Brano selezionato =

La campagna elettorale in vista delle politiche è iniziata ma, come nel 2013, i partiti fanno fatica a distinguersi, ad apparire diversi dagli storici avversarsi. In questa condizione anche mobilitare solo i propri aficionados diviene esercizio complicato, proprio per l’impossibilità di indicare politiche identitarie.

Il governo di “grande coalizione” produce una sintesi che sul piano del mercato elettorale può alimentare la protesta, offuscando le responsabilità. Certamente non è l’unico fattore a favorire la crescita di FdI: la presenza di uno zoccolo duro di destra nostalgica, la catastrofe della Lega nord sotto la guida di Matteo Salvini, la crisi di regime del partito di Berlusconi e il permanente anticomunismo senza comunisti di molti italiani, sono tutte variabili concorrenti. Il collante è però la protesta che le unisce e le veicola a favore di Meloni. Che in questo meccanismo è ininfluente.

I governi di coalizione

Il voto di protesta è in rapida ascesa in quasi tutto il mondo occidentale, ma in Italia ha assunto proporzioni patologiche anche per la presenza al governo di partiti di protesta. Il biennio del governo Monti e quello del governo Draghi potrebbero avere in comune un esito elettorale: nel 2013 a favore del M5s, nel 2023 di FdI. Casi dissimili quanto a partiti, ma analoghi quanto a protesta. Sebbene uno presente da “sempre” in parlamento, l’altro entratoci da poco.

Voci estratte =
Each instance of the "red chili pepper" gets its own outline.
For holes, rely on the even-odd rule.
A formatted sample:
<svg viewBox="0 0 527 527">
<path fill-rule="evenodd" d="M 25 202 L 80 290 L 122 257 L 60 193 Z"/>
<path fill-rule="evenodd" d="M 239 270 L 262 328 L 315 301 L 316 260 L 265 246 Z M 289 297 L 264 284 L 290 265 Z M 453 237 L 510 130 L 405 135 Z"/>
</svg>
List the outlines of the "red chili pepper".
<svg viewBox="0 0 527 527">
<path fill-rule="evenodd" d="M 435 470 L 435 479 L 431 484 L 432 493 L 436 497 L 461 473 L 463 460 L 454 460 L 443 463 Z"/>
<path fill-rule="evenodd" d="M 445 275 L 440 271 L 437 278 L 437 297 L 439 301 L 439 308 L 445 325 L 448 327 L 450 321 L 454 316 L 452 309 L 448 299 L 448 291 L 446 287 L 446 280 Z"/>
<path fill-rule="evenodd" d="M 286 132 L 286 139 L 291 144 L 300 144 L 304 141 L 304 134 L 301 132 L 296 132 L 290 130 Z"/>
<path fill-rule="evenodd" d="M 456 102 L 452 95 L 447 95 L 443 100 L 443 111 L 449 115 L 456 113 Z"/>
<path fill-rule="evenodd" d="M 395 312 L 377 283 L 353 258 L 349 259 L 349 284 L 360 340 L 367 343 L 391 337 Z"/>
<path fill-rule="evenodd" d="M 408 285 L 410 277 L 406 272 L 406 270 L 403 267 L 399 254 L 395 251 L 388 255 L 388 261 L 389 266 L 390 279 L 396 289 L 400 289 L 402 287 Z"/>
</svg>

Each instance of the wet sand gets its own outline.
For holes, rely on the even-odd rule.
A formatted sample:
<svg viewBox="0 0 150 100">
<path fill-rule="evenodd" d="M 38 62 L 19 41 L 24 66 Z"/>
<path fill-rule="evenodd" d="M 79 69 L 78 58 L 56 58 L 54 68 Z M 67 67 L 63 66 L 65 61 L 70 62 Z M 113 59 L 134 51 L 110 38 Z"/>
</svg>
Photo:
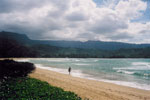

Consegne da svolgere =
**A)** Nel brano sulla campagna elettorale, riscrivi da "Il governo di" a "meccanismo è ininfluente." sostituendo "protesta" con "rabbia".
**B)** Elenca tutte le persone citate per nome nel brano sulla campagna elettorale.
Le voci riportate provengono da una fonte diversa dal brano.

Risultati in ordine =
**A)**
Il governo di “grande coalizione” produce una sintesi che sul piano del mercato elettorale può alimentare la rabbia, offuscando le responsabilità. Certamente non è l’unico fattore a favorire la crescita di FdI: la presenza di uno zoccolo duro di destra nostalgica, la catastrofe della Lega nord sotto la guida di Matteo Salvini, la crisi di regime del partito di Berlusconi e il permanente anticomunismo senza comunisti di molti italiani, sono tutte variabili concorrenti. Il collante è però la rabbia che le unisce e le veicola a favore di Meloni. Che in questo meccanismo è ininfluente.

**B)** Matteo Salvini, Berlusconi, Meloni, Monti, Draghi